Text to read:

***

Paris is the perfect city for food lovers – especially if you’re not flat broke! We spent much of the weekend exploring Le Quartier Latin, thinking, talking about, sampling and eating all the wonderful French food on display. I could spend the rest of the week writing about the weekend but, instead, here are a few of the food highlights of our trip to Paris.

Les goûtes de Paris à Samedi – Tastes of Paris: Saturday
– café crème, les tartines – pieces of fresh crunchy baguette, slathered with sweet butter – and strawberry jam for breakfast.
– tooth-shudderingly sweet Turkish delight, moist nutty baklava and a restorative cup of coffee in the annex to theInstitut du Monde Arabe after a fascinating walk around their L’Age d’Or des Sciences Arabes exhibition.
– the hustle and bustle of market street Rue Mouffetard, complete with the savoury scent of rotisserie meats at the charcuterie, pungent fromagerie and fragrant chocolatiers, all demanding my attention, tastebuds and euros.
– lunch was bought on the street and transported back to the hotel room for an impromptu picnic. Herb flavoured ham shank hot from the rotisserie with a roasted quail, all crisp greasy skin and fragile bones to be stripped of flesh. We also got a serving of baby new potatoes, cooked at the base of the rotisserie, soaked in all the fat and flavour, and a demi baguette to mop up the juices. That was accompanied with a bottle of syrah, followed that with a small chalky button of goat’s cheese and, some time later, with a few tiny melt-in-the-mouth macaroons.

***

Records provided:
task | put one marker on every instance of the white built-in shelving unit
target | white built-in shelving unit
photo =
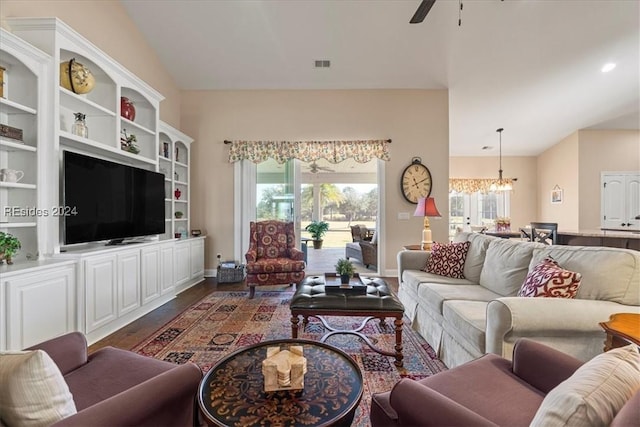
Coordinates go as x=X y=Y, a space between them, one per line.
x=174 y=160
x=89 y=288
x=22 y=106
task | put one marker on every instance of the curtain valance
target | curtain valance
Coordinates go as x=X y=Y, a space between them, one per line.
x=362 y=151
x=472 y=185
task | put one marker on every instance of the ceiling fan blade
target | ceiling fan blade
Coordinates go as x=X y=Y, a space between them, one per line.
x=422 y=11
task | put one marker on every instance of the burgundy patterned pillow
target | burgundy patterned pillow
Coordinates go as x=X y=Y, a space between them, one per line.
x=549 y=280
x=448 y=259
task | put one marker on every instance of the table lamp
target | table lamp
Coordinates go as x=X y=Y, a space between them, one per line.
x=426 y=208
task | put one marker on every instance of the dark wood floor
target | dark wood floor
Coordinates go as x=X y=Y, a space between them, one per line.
x=138 y=330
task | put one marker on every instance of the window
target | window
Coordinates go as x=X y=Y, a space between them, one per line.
x=477 y=209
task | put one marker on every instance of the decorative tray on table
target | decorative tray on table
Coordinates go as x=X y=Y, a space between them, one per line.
x=332 y=285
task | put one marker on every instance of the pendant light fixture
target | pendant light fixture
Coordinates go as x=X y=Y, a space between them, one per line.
x=501 y=184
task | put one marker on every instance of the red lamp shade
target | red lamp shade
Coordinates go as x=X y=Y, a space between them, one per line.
x=427 y=207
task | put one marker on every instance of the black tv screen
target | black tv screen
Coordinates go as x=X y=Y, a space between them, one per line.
x=104 y=200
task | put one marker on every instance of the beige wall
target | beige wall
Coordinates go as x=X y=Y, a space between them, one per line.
x=559 y=165
x=603 y=151
x=107 y=25
x=416 y=121
x=523 y=200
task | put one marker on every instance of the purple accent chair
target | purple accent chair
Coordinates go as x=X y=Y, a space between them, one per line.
x=273 y=258
x=114 y=387
x=488 y=391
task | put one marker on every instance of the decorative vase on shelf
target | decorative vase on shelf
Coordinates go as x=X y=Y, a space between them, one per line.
x=127 y=109
x=76 y=77
x=79 y=127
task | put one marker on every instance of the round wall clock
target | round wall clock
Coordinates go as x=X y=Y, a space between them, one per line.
x=415 y=181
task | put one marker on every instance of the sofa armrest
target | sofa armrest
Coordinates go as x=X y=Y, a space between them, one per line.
x=168 y=399
x=418 y=405
x=411 y=260
x=570 y=325
x=68 y=351
x=541 y=366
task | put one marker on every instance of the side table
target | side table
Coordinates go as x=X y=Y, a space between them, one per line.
x=413 y=248
x=622 y=329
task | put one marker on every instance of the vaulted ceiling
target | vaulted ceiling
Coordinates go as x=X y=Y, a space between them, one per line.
x=532 y=67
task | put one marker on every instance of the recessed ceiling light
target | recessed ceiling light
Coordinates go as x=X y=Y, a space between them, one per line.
x=608 y=67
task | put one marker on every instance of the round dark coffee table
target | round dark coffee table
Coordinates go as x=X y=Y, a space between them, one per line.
x=232 y=392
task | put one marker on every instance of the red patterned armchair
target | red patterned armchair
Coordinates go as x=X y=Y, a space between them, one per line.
x=272 y=258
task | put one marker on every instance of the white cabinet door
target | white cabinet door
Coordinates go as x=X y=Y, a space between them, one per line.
x=166 y=269
x=182 y=264
x=40 y=306
x=128 y=281
x=197 y=258
x=151 y=273
x=101 y=291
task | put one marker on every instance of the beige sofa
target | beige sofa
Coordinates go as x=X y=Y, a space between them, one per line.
x=464 y=318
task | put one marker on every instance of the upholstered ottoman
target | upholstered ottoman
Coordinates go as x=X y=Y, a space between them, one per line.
x=311 y=299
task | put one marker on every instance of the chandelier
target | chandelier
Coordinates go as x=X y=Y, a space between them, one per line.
x=501 y=184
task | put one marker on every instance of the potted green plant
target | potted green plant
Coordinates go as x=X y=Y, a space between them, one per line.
x=345 y=269
x=317 y=230
x=9 y=245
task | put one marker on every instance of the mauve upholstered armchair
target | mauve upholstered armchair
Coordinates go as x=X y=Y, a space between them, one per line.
x=114 y=387
x=272 y=258
x=488 y=391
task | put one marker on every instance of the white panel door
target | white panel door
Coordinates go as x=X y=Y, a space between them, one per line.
x=182 y=263
x=633 y=201
x=101 y=291
x=40 y=306
x=150 y=265
x=613 y=201
x=197 y=258
x=128 y=281
x=167 y=281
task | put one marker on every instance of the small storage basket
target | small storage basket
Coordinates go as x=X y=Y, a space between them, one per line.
x=231 y=274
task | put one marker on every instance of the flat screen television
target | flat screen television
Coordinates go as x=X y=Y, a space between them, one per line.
x=104 y=200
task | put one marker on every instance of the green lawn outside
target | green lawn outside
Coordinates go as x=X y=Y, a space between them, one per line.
x=339 y=232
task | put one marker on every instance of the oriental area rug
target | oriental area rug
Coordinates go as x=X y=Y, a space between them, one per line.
x=224 y=322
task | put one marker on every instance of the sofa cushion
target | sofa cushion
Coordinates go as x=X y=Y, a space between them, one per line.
x=433 y=295
x=619 y=269
x=414 y=279
x=468 y=385
x=547 y=279
x=33 y=391
x=111 y=371
x=506 y=265
x=467 y=319
x=595 y=393
x=476 y=253
x=448 y=259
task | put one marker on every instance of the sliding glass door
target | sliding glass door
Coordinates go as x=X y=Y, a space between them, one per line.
x=265 y=191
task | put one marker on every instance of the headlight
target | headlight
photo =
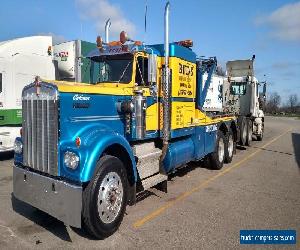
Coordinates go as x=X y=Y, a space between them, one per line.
x=18 y=147
x=71 y=160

***

Exercise requirements:
1) In the Paris food text, which market street did the writer visit?
2) Which kinds of food shops on Rue Mouffetard does the Paris food text mention?

Responses:
1) Rue Mouffetard

2) The charcuterie, the fromagerie and the chocolatiers.